The records are to be restated in their entirety, word for word.

++++ ENTRIES PROVIDED

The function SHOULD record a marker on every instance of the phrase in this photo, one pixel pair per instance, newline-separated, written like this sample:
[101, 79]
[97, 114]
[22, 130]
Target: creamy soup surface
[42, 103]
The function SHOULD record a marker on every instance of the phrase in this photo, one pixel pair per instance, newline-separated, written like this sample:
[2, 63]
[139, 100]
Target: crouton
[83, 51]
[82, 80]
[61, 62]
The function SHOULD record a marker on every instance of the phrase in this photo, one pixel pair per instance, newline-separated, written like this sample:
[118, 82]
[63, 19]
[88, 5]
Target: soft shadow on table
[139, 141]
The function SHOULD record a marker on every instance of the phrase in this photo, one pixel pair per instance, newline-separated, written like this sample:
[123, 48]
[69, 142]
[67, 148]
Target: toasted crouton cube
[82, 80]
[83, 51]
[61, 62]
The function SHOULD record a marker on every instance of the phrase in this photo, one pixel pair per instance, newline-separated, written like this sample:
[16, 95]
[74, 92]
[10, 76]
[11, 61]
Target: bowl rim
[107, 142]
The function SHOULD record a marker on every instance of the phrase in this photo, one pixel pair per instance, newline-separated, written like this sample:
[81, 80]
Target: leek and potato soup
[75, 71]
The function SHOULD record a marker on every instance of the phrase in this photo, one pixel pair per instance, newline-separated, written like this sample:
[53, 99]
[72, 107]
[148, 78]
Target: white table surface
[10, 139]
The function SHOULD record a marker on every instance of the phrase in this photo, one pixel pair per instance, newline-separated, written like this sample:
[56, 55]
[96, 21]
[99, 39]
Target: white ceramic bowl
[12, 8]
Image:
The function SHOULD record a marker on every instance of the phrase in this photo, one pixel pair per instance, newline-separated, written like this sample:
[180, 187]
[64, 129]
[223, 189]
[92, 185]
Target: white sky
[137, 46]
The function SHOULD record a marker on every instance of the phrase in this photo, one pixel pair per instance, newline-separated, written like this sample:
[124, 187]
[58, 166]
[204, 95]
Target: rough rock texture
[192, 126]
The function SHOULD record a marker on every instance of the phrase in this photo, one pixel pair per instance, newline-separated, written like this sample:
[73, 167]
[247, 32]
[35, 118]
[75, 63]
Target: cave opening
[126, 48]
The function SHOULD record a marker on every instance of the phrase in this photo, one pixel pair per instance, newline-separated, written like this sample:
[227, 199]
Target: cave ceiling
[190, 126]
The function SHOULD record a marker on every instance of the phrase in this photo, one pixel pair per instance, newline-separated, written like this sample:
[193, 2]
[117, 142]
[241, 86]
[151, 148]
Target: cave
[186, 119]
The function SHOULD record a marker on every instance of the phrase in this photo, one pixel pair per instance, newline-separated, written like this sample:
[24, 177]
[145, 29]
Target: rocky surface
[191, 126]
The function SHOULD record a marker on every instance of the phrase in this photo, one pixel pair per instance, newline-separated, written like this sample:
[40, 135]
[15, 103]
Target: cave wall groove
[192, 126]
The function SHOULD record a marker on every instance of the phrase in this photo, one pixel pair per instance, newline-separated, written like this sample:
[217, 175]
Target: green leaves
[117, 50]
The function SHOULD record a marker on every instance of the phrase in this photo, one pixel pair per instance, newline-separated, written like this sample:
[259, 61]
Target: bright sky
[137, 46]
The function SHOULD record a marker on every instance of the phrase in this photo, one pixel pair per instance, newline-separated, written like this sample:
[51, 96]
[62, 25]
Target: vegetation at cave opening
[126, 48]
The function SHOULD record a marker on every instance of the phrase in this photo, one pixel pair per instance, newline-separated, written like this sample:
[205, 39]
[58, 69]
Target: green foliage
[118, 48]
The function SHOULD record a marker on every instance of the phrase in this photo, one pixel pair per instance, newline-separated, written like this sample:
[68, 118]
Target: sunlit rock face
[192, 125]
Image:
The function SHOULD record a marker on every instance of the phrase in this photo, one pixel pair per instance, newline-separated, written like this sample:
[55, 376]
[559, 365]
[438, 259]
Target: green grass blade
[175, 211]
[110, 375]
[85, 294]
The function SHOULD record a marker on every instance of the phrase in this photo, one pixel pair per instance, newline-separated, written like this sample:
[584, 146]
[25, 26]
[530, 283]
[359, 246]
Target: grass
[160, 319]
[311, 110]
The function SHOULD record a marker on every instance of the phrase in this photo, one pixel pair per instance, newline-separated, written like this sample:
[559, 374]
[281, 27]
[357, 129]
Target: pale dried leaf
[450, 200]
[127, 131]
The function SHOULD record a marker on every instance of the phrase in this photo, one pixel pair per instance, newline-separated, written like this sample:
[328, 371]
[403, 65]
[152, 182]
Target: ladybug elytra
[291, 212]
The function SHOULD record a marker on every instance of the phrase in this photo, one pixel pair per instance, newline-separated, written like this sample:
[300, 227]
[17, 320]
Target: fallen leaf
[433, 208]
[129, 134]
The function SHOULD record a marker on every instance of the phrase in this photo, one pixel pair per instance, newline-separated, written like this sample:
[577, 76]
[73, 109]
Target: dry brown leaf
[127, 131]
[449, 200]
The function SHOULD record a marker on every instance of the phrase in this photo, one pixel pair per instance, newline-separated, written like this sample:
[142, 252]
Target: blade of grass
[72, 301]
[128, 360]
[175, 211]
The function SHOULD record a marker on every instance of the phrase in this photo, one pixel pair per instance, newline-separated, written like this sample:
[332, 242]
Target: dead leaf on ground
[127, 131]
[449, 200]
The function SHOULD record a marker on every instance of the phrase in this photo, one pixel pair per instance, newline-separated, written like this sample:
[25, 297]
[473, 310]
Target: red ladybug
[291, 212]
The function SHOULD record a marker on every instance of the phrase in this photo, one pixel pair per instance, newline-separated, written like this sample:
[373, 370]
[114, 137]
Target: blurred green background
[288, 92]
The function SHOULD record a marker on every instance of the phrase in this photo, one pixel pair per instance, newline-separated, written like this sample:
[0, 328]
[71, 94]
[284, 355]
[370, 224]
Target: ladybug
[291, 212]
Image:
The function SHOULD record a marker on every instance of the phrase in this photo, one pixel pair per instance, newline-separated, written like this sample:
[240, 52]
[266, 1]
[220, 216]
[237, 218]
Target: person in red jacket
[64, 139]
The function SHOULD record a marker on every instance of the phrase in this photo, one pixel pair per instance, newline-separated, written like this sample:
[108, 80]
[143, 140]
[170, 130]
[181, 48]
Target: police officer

++++++++

» **SOLUTION**
The function SHOULD record a marker on every instance of the phrase in this photo, one pixel pair per instance, newline-separated, written like this sample:
[101, 79]
[97, 114]
[22, 130]
Target: creamy soup surface
[42, 103]
The function SHOULD record a marker on every instance of the phrase in this photo, one pixel pair per instance, newline-separated, written like this sample:
[2, 63]
[139, 100]
Target: crouton
[83, 51]
[82, 80]
[61, 62]
The function SHOULD record a marker on every instance of the phrase in this photo, one pixel pair per instance, newline-separated, written like this sample:
[118, 82]
[63, 19]
[88, 5]
Target: soft shadow on table
[139, 141]
The function SHOULD record a marker on every instance of the phrase in this photo, one pixel pair per instance, newline-separated, written like this sample:
[123, 48]
[69, 142]
[67, 148]
Target: toasted crouton cube
[82, 80]
[83, 51]
[61, 62]
The function SHOULD record a marker on every instance of the phrase in this photo, one pixel pair per instance, newline-separated, written like this sample:
[16, 95]
[74, 92]
[10, 76]
[11, 61]
Target: bowl rim
[107, 142]
The function SHOULD record a marker on every instance of the phrase in this photo, one pixel pair per instance, newline-separated, written like this sample:
[81, 80]
Target: leek and potato soup
[75, 71]
The function SHOULD record a marker on every instance of the phrase in this photo, one pixel pair per instance, newline-separated, written like this sample:
[53, 99]
[72, 107]
[148, 78]
Target: white table surface
[10, 139]
The function SHOULD record a marker on every instance of the phrase in this photo, one pixel pair per instance, newline-separated, written like this sample:
[56, 55]
[96, 21]
[99, 39]
Target: white ceramic bowl
[12, 8]
Image:
The function SHOULD record a marker on every instance of the phrase in this photo, one pixel pair per instance, newline-separated, written like this sample:
[180, 187]
[64, 129]
[223, 189]
[92, 185]
Target: white sky
[137, 46]
The function SHOULD record a marker on every instance of the phrase in this photo, one pixel pair per instance, newline-separated, written like this sample:
[124, 187]
[58, 166]
[204, 95]
Target: rough rock texture
[192, 126]
The function SHOULD record a marker on every instance of the phrase in this photo, one pixel pair per instance, newline-separated, written like this sample:
[73, 167]
[247, 32]
[35, 118]
[75, 63]
Target: cave opening
[126, 48]
The function SHOULD record a marker on every instance of the phrase in this photo, one pixel pair per instance, newline-separated, written like this sample:
[227, 199]
Target: cave ceiling
[190, 126]
The function SHOULD record a marker on every instance of the phrase in this photo, one pixel pair per instance, newline-separated, written like this sample:
[193, 2]
[117, 142]
[241, 86]
[151, 148]
Target: cave
[186, 119]
The function SHOULD record a marker on every instance of the phrase in this photo, one pixel pair per instance, newline-separated, written like this sample:
[24, 177]
[145, 29]
Target: rocky surface
[191, 126]
The function SHOULD record a marker on every instance of the phrase in this photo, one pixel pair per instance, newline-separated, written like this sample:
[40, 135]
[15, 103]
Target: cave wall groove
[192, 126]
The function SHOULD record a marker on every instance of the phrase in this photo, one pixel pair per instance, newline-separated, written like this sample:
[217, 175]
Target: green leaves
[117, 50]
The function SHOULD record a marker on every instance of the phrase in this photo, one pixel pair per instance, newline-separated, written like this sample:
[259, 61]
Target: bright sky
[137, 46]
The function SHOULD record a marker on every instance of the phrase in this photo, one pixel pair per instance, newline-separated, written like this sample:
[51, 96]
[62, 25]
Target: vegetation at cave opening
[126, 48]
The function SHOULD record a marker on every instance of the phrase in this photo, one pixel pair per instance, newline-separated, written like this sample:
[205, 39]
[58, 69]
Target: green foliage
[118, 48]
The function SHOULD record a marker on every instance of the phrase in this photo, one pixel pair per instance, newline-separated, written like this sample:
[68, 118]
Target: sunlit rock face
[192, 125]
Image:
The function SHOULD record a marker on every instance of the phrase in this photo, one pixel pair per instance, newline-separated, written like this sample:
[55, 376]
[559, 365]
[438, 259]
Target: green grass blade
[175, 211]
[110, 375]
[85, 294]
The function SHOULD record a marker on every instance of the phrase in this photo, one pixel pair per instance, newline-separated, written like this sample:
[584, 146]
[25, 26]
[530, 283]
[359, 246]
Target: grass
[160, 319]
[311, 110]
The function SHOULD record a marker on every instance of the phrase in this photo, one pixel pair per instance, newline-separated, written like this sample:
[559, 374]
[281, 27]
[357, 129]
Target: pale dried leaf
[450, 200]
[127, 131]
The function SHOULD record a marker on every instance of the phrase in this photo, one pixel pair per instance, newline-separated, written like this sample:
[328, 371]
[403, 65]
[152, 182]
Target: ladybug elytra
[291, 212]
The function SHOULD record a marker on every instance of the phrase in this photo, one pixel pair per instance, newline-separated, written like this sample:
[300, 227]
[17, 320]
Target: fallen leaf
[433, 208]
[129, 134]
The function SHOULD record a marker on every instance of the phrase in this photo, one pixel pair per instance, newline-separated, written like this sample:
[577, 76]
[73, 109]
Target: dry brown leaf
[127, 131]
[449, 200]
The function SHOULD record a marker on every instance of the phrase in this photo, one pixel pair per instance, newline-separated, written like this sample:
[142, 252]
Target: blade of grass
[72, 301]
[128, 360]
[175, 211]
The function SHOULD record a marker on every instance of the phrase in this photo, one pixel pair per instance, newline-separated, written like this sample:
[332, 242]
Target: dead leaf on ground
[127, 131]
[449, 200]
The function SHOULD record a marker on every instance of the phrase in this photo, one pixel pair per instance, newline-separated, written like this sample:
[25, 297]
[473, 310]
Target: red ladybug
[291, 212]
The function SHOULD record a marker on every instance of the phrase in this photo, one pixel pair per instance, newline-separated, written like this sample:
[373, 370]
[114, 137]
Target: blurred green background
[288, 92]
The function SHOULD record a marker on every instance of the phrase in this photo, one pixel pair per instance, newline-separated, written like this sample:
[0, 328]
[71, 94]
[284, 355]
[370, 224]
Target: ladybug
[291, 212]
Image:
The function SHOULD record a marker on every instance of the phrase in this photo, one pixel pair per instance, newline-separated, written like this sample:
[240, 52]
[266, 1]
[220, 216]
[237, 218]
Target: person in red jacket
[64, 139]
The function SHOULD record a marker on every instance of the phrase in this photo, one pixel pair per instance, newline-separated, written like this sample:
[108, 80]
[143, 140]
[170, 130]
[181, 48]
Target: police officer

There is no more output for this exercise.